• [Task instructions]:
Find the line with "Where can the reflection". Repeat it and each line after it, exactly, down to the end of the records below.

• [Material for this exercise]:
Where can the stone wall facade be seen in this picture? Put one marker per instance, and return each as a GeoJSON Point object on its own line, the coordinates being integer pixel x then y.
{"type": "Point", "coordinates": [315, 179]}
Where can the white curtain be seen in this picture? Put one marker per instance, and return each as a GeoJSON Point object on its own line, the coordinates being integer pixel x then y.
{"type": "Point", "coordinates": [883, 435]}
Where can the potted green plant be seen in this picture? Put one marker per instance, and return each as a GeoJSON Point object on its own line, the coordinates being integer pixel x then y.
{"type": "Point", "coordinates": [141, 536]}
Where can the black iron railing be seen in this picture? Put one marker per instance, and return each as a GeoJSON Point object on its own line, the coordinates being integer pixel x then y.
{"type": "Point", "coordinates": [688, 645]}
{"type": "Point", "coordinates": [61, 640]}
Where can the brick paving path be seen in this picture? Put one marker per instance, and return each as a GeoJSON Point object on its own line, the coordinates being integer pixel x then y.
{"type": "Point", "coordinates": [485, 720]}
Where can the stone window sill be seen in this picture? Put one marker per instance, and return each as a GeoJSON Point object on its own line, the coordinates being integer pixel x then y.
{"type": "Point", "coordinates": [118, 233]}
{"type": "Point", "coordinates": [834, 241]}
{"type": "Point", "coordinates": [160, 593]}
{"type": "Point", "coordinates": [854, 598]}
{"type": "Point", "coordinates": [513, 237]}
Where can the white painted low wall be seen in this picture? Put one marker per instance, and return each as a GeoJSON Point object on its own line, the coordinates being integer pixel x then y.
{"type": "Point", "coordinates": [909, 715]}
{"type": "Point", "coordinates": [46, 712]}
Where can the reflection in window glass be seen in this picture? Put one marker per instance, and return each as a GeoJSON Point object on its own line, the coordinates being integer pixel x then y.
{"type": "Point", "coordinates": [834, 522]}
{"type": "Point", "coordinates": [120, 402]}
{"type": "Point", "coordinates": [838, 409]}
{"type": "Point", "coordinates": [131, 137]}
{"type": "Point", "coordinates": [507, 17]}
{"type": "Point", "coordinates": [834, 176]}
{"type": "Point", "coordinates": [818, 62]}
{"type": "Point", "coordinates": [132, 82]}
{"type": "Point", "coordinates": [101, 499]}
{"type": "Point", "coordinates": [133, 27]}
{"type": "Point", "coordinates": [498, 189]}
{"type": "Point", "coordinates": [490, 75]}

• [Solution below]:
Where can the reflection in window glass be seen in this picture? Put one marker per instance, and return each as a GeoJSON Point object on its own line, the coordinates being integer pixel x then y.
{"type": "Point", "coordinates": [834, 522]}
{"type": "Point", "coordinates": [120, 402]}
{"type": "Point", "coordinates": [838, 409]}
{"type": "Point", "coordinates": [131, 137]}
{"type": "Point", "coordinates": [507, 17]}
{"type": "Point", "coordinates": [834, 176]}
{"type": "Point", "coordinates": [818, 62]}
{"type": "Point", "coordinates": [132, 82]}
{"type": "Point", "coordinates": [101, 499]}
{"type": "Point", "coordinates": [133, 27]}
{"type": "Point", "coordinates": [498, 189]}
{"type": "Point", "coordinates": [490, 75]}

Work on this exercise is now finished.